[Information]
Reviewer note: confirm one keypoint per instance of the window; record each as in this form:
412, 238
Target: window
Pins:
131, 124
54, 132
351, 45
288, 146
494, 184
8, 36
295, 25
[/Information]
◆ **Exercise**:
Once you have read the records, write every one of them out again exactly.

◆ **Task response**:
Reviewer note: confirm one keypoint per instance of the window; record each as in this form:
412, 238
Target: window
Pins:
131, 124
54, 132
351, 45
288, 146
494, 184
8, 36
295, 25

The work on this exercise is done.